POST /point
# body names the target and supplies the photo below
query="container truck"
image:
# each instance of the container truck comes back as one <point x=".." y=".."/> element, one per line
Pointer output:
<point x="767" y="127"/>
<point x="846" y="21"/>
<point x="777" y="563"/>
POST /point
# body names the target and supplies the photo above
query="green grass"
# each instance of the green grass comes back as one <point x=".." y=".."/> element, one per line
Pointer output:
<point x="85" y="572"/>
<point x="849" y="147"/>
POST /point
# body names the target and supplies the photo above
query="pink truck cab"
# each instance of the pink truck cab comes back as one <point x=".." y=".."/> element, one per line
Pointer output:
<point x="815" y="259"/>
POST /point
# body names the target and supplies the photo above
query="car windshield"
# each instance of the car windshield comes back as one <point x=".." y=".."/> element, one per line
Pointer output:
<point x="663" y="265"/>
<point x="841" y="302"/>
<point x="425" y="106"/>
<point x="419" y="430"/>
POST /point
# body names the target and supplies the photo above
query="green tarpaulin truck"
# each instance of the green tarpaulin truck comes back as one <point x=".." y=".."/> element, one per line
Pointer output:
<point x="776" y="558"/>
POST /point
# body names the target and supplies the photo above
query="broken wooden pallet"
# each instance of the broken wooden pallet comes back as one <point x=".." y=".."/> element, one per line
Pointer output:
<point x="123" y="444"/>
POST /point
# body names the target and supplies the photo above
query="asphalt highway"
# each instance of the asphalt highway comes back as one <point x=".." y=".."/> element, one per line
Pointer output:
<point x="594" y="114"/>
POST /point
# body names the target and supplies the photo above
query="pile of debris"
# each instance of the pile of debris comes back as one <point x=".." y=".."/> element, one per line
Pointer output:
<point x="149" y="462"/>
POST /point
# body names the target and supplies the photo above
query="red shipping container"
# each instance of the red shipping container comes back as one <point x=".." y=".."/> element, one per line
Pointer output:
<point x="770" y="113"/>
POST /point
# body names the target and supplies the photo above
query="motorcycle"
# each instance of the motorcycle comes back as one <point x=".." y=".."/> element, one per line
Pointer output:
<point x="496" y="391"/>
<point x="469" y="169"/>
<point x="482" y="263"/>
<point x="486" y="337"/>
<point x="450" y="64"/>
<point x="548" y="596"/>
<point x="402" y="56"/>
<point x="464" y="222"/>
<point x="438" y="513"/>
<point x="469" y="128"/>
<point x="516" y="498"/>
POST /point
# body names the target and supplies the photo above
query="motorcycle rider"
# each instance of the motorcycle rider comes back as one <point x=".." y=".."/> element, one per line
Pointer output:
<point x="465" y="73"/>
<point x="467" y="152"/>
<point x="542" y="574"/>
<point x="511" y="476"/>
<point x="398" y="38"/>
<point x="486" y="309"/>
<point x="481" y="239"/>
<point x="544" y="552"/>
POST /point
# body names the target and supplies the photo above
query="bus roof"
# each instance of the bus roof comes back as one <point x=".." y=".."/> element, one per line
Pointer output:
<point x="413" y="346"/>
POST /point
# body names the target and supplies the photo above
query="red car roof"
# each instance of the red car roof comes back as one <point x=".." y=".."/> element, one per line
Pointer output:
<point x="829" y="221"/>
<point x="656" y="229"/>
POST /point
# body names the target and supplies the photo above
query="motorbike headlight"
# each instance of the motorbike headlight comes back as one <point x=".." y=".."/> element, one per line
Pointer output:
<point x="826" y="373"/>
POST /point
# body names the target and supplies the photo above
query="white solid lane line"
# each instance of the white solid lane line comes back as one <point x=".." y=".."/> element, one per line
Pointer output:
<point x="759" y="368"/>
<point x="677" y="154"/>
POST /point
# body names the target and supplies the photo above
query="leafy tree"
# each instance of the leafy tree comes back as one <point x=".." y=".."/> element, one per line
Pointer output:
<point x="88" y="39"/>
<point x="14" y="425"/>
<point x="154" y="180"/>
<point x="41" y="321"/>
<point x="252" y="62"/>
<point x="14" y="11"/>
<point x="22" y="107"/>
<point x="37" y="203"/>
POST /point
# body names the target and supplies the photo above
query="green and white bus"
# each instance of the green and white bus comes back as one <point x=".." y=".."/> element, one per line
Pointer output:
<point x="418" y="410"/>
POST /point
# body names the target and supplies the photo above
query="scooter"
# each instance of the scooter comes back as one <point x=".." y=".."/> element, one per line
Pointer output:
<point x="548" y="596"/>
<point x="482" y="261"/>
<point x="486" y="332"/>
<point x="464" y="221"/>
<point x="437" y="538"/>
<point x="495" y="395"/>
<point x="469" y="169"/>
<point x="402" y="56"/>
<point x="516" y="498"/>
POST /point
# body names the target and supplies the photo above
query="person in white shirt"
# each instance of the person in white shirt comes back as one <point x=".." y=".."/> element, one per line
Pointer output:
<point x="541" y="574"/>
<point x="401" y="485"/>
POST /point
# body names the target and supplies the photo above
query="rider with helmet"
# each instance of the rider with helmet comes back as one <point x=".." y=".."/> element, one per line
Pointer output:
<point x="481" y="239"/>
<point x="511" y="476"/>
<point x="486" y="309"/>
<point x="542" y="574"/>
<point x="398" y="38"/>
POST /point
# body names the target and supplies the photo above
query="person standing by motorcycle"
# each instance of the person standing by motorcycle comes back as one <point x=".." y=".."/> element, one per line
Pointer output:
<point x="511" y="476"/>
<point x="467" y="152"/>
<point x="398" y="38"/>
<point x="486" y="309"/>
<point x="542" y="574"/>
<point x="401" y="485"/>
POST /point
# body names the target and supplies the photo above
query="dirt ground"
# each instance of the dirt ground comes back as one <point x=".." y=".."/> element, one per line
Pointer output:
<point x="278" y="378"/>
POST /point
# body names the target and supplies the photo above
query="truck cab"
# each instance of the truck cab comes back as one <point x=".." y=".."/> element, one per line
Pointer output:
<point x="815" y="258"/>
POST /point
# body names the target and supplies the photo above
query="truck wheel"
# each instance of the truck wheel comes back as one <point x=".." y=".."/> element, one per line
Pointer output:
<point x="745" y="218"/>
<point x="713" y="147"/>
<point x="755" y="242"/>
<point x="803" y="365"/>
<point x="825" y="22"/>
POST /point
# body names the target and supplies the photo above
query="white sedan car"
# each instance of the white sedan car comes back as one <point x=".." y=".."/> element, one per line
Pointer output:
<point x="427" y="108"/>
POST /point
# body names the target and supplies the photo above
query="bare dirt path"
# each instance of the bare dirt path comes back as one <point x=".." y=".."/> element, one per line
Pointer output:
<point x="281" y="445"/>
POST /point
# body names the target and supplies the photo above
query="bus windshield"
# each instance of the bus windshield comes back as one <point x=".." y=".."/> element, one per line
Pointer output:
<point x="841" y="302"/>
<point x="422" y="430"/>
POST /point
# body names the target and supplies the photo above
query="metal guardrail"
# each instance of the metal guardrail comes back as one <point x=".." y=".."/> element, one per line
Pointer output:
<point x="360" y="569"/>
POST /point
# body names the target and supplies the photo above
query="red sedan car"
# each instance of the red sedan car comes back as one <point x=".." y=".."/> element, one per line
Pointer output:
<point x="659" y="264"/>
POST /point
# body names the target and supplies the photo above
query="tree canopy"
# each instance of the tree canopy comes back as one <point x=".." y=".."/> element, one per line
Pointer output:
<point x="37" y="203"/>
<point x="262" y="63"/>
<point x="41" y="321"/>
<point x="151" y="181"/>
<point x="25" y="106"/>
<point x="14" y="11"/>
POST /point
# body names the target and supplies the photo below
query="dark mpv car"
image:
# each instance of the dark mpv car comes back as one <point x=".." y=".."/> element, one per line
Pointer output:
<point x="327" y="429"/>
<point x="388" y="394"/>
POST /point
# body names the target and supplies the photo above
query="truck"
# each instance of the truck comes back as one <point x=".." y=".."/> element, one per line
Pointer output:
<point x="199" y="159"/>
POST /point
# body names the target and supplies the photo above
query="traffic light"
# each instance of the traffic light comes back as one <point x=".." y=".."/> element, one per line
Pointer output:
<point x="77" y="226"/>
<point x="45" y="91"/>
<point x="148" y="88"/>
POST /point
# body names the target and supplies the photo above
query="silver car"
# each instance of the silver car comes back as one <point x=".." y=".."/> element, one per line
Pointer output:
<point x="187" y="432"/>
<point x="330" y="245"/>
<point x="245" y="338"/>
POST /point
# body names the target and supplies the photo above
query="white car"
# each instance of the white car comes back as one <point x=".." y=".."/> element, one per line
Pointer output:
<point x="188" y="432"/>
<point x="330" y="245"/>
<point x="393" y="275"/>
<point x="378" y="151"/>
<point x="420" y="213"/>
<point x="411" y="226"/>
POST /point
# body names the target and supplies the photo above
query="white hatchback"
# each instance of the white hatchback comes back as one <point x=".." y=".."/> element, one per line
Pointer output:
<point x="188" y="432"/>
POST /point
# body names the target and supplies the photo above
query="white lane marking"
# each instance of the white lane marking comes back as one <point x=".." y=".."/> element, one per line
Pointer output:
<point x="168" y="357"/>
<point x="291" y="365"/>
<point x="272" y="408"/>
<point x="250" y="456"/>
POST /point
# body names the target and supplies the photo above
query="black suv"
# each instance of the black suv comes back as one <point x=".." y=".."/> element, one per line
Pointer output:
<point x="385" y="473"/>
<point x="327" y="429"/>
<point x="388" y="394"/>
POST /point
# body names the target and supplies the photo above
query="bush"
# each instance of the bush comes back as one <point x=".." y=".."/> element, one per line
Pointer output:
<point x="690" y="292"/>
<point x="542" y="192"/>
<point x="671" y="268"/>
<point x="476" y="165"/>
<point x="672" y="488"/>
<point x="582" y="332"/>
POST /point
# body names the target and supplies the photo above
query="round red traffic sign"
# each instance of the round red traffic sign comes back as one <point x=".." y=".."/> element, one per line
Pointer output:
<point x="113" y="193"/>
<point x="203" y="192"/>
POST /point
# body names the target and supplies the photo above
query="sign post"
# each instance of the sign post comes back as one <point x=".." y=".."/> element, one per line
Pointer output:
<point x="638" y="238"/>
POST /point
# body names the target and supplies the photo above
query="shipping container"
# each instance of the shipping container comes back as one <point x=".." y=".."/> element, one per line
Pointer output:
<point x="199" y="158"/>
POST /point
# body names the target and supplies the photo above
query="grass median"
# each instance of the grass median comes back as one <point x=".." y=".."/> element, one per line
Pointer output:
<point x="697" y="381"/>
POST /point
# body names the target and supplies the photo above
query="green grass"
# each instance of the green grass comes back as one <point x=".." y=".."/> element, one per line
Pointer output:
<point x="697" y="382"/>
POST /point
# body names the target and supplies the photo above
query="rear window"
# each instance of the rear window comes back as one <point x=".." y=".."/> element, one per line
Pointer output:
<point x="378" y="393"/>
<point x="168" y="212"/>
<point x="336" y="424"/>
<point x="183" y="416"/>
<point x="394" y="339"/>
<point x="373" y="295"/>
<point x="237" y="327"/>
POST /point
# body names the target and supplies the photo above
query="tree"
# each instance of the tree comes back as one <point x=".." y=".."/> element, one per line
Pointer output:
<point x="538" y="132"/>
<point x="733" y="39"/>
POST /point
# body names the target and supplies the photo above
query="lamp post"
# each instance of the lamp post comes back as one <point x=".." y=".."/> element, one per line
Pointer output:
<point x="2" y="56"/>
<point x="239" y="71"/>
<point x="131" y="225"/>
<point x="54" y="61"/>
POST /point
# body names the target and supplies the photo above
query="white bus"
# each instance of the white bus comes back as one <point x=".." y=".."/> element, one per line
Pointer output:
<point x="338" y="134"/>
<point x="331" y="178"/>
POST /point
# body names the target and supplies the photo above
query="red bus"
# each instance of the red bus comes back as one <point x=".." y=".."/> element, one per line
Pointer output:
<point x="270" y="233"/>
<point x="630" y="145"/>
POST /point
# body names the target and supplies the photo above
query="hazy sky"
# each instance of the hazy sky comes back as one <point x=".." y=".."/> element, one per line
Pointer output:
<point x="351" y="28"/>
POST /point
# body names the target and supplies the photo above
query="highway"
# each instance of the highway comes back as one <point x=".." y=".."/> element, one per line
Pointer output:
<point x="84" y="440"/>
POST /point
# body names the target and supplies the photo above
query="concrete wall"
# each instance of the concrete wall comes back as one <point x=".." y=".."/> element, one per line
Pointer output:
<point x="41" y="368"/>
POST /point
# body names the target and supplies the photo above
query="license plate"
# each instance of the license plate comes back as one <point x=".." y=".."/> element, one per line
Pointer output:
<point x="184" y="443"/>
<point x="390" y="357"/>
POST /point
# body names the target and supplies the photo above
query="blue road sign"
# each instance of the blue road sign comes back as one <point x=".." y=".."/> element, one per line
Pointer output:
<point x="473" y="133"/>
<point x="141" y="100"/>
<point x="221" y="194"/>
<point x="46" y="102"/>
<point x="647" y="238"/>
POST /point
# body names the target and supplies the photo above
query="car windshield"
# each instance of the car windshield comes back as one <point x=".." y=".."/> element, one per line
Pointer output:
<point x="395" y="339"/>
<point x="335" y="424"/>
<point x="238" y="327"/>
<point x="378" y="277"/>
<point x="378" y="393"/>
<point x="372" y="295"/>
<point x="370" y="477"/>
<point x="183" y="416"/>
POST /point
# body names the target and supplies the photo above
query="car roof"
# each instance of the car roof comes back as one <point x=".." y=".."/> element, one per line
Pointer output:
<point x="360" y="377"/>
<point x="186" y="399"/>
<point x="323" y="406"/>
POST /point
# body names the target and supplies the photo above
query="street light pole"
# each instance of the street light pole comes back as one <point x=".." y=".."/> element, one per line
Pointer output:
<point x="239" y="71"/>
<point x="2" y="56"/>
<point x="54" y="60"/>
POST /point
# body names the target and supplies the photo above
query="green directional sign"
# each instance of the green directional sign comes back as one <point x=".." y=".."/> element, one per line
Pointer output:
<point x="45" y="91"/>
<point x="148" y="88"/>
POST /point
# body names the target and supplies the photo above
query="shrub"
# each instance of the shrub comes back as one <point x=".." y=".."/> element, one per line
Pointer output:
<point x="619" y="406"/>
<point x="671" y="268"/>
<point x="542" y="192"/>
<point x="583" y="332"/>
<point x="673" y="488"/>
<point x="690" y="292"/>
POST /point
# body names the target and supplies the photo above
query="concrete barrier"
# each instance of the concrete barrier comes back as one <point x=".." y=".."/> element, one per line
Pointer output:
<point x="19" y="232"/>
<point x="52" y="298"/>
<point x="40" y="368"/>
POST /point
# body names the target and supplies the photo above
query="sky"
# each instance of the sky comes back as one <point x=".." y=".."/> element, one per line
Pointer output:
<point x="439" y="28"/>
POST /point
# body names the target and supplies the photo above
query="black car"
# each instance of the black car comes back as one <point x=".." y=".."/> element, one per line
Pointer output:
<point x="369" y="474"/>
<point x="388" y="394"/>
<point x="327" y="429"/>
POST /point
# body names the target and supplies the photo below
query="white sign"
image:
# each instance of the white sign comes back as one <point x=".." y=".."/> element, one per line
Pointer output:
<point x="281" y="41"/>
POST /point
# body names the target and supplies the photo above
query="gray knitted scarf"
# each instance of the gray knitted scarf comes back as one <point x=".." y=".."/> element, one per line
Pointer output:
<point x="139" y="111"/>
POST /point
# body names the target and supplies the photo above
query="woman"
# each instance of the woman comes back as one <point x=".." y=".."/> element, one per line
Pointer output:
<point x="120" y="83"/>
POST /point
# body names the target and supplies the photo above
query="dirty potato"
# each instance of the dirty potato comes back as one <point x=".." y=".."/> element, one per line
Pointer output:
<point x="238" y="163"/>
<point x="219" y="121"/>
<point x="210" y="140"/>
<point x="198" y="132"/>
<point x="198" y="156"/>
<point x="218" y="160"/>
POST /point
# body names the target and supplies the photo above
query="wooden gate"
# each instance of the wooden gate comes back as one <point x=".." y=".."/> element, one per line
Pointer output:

→ **WORK INSTRUCTIONS**:
State how many lines of the material above contain the string "road", treating uppercase and lowercase as different. Reply with the number alone.

→ **FINAL RESULT**:
2